• Given request
Locate every line in the entries below that contains the word "gray", and copy each of those lines in full.

• Labeled-object pointing entries
—————
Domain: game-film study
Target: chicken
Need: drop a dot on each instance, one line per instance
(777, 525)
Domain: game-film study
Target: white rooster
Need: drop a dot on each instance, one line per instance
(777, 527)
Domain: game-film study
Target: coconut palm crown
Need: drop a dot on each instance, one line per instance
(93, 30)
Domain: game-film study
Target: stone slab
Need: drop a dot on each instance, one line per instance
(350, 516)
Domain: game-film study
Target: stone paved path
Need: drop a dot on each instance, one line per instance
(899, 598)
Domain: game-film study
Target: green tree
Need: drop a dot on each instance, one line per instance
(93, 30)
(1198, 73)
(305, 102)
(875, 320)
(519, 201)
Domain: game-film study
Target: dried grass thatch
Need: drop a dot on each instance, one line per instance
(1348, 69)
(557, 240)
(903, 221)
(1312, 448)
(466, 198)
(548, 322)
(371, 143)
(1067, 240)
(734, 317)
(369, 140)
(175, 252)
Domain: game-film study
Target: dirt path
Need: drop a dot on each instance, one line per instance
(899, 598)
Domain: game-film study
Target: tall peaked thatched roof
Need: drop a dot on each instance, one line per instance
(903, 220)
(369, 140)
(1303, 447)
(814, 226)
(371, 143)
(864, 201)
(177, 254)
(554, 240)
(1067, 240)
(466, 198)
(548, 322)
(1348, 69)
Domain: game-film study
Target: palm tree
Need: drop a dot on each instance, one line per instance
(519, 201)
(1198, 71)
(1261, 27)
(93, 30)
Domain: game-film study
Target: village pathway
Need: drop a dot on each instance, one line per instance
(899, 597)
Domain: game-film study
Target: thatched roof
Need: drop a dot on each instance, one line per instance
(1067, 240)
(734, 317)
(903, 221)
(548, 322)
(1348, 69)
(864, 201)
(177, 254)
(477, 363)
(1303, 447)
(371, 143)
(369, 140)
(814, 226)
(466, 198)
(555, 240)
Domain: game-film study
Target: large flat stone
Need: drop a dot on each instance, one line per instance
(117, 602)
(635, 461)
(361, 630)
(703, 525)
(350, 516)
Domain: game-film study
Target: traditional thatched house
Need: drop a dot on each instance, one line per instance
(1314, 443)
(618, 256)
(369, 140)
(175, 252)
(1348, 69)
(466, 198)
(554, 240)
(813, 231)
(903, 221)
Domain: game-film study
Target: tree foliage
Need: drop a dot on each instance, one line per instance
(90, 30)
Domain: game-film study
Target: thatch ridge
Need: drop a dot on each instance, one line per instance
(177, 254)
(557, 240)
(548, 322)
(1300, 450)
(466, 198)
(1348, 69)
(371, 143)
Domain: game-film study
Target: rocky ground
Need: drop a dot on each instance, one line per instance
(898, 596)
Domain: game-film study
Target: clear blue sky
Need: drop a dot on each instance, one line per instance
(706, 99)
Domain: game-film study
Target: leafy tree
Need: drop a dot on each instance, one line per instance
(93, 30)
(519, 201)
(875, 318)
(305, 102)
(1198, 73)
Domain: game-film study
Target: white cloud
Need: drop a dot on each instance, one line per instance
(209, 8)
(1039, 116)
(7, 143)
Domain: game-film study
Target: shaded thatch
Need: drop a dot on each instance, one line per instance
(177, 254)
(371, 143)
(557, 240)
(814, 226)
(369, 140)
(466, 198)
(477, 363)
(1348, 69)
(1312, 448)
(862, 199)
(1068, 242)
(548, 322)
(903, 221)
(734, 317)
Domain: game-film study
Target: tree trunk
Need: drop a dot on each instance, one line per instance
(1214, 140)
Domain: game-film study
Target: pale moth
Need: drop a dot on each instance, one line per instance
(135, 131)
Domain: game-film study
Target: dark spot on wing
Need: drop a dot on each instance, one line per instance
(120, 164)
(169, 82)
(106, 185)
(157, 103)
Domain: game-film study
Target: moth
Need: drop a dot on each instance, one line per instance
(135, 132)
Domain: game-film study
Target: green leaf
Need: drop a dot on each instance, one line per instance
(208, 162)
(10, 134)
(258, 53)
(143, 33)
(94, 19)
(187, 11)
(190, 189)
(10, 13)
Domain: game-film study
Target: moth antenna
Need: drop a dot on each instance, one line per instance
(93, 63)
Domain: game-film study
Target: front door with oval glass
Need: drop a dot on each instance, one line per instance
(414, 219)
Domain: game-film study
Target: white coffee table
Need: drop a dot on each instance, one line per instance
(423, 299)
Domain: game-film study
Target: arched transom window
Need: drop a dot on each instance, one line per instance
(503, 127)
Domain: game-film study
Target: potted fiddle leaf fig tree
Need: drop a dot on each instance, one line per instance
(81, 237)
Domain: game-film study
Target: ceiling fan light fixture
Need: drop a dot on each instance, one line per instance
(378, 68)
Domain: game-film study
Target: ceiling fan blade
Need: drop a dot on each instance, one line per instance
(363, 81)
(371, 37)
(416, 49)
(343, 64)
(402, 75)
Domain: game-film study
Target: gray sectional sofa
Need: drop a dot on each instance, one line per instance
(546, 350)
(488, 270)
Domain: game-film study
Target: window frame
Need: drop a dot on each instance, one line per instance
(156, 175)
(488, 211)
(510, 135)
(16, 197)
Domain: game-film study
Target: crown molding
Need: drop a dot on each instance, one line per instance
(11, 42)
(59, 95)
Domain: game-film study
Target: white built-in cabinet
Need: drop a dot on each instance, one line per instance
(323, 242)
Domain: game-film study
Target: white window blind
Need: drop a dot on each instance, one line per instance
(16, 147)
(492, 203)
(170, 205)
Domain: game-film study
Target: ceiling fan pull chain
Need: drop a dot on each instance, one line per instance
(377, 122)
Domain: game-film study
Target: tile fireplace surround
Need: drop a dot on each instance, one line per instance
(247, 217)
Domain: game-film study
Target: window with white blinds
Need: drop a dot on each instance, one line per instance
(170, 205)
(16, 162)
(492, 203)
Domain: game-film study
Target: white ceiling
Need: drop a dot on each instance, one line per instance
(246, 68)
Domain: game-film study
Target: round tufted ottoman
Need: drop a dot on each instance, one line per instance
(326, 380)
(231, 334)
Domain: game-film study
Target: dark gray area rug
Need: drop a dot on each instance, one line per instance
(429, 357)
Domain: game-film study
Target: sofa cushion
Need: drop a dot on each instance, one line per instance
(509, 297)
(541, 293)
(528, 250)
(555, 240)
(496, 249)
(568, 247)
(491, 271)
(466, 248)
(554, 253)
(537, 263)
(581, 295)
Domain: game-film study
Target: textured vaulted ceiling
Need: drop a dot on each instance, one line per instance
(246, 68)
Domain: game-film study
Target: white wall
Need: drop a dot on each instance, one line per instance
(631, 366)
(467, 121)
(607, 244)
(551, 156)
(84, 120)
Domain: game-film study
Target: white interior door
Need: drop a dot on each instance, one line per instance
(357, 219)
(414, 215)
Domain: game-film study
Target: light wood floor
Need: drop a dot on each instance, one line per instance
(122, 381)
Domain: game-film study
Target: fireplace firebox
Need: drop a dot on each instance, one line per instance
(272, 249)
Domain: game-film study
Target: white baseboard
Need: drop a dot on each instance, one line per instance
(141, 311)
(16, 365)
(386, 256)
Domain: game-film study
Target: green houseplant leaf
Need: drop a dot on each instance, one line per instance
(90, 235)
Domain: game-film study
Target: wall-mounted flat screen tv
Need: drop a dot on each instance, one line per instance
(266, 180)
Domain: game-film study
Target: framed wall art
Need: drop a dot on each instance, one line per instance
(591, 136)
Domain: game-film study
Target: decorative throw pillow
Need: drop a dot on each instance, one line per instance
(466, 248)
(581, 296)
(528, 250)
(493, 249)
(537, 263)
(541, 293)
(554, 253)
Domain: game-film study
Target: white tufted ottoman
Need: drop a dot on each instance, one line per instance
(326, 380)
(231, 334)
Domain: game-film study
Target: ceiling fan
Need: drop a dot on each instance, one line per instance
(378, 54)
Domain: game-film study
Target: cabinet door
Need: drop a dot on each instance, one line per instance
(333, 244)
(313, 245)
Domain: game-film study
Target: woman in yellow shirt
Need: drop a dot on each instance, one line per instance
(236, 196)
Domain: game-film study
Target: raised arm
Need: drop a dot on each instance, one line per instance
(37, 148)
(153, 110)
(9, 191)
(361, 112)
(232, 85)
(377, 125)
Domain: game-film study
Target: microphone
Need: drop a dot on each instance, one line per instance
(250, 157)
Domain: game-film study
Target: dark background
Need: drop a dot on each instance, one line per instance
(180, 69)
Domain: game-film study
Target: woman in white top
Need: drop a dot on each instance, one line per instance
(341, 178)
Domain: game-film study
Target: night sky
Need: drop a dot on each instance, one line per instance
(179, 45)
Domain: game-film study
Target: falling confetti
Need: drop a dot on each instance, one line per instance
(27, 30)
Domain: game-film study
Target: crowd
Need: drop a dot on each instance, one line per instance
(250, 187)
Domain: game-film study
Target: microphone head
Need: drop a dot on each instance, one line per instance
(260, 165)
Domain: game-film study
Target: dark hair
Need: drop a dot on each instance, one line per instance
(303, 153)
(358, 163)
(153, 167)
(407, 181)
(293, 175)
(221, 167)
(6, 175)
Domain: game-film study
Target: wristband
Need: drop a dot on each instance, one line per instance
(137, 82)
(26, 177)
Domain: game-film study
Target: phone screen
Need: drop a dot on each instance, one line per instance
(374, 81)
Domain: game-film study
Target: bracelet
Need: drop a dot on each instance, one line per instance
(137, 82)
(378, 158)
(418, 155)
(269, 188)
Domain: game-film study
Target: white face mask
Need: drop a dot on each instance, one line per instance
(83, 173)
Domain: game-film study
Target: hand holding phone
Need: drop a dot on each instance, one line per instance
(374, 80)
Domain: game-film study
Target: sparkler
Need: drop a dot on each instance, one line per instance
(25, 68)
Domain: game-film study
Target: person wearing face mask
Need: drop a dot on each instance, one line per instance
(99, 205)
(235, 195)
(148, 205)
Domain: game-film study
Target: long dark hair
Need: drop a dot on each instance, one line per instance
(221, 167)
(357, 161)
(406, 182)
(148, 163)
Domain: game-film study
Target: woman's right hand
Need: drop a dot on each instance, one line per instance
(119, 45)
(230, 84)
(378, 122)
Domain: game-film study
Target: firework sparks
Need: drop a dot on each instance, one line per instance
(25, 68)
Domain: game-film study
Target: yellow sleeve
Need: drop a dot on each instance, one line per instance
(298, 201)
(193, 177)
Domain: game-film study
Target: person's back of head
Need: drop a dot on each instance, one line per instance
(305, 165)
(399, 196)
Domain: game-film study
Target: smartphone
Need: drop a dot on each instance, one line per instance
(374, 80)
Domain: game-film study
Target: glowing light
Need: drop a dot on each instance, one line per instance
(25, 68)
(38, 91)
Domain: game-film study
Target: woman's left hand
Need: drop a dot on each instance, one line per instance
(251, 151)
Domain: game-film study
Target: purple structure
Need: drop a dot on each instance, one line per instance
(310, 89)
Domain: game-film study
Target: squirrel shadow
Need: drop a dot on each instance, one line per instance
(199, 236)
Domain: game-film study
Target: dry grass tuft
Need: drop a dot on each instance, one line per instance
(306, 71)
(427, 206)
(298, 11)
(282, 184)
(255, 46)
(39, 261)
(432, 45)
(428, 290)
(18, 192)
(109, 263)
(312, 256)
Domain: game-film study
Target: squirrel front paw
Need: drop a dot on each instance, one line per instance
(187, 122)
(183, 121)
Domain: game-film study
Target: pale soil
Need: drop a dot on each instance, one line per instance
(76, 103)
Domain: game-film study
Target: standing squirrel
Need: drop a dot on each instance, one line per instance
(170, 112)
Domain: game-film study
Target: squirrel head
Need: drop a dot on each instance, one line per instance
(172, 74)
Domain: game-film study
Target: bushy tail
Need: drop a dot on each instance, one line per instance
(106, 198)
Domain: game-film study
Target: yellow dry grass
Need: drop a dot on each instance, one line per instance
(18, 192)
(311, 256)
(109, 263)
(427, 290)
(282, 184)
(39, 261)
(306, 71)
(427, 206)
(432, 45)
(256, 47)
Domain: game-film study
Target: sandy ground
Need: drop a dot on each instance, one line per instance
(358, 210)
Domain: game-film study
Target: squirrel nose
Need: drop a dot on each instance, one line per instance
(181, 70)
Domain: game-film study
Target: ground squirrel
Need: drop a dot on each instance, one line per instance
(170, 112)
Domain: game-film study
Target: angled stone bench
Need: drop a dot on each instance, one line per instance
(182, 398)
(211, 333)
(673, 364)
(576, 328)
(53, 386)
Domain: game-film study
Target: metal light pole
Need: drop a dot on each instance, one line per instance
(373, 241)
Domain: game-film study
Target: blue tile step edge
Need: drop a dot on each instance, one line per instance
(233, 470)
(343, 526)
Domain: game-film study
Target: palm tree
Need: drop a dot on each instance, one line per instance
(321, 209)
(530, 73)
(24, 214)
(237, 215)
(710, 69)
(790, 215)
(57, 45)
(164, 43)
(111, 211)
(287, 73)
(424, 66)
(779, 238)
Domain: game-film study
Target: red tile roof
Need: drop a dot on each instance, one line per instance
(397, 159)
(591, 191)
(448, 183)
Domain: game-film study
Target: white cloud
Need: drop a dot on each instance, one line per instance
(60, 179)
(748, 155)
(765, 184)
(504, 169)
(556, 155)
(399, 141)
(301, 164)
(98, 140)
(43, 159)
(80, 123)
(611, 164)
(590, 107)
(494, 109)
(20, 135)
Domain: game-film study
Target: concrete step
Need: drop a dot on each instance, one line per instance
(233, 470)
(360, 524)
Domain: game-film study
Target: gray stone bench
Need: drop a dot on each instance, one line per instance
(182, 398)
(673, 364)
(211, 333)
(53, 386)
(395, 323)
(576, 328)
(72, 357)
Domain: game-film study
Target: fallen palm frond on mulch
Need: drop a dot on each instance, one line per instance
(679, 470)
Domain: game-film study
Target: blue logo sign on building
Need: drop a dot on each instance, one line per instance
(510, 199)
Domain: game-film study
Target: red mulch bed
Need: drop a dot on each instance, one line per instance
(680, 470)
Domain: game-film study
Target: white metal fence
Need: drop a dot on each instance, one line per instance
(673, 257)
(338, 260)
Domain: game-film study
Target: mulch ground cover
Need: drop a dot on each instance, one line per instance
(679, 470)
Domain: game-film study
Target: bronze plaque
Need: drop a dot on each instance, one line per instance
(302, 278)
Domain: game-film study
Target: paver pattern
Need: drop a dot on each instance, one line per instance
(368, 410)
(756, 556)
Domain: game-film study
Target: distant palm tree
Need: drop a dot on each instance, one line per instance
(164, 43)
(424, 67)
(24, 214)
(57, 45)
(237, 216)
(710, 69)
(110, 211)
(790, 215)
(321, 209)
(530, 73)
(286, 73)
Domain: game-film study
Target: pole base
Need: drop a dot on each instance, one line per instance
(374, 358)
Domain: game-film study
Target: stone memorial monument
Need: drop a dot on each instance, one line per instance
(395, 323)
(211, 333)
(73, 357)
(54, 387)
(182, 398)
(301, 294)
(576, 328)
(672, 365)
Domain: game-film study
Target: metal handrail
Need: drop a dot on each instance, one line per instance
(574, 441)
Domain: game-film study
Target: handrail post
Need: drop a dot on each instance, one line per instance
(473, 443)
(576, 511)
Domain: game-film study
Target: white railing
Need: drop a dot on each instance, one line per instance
—————
• Solution for this problem
Target: gray sectional sofa
Target: dark gray area rug
Target: gray stone bench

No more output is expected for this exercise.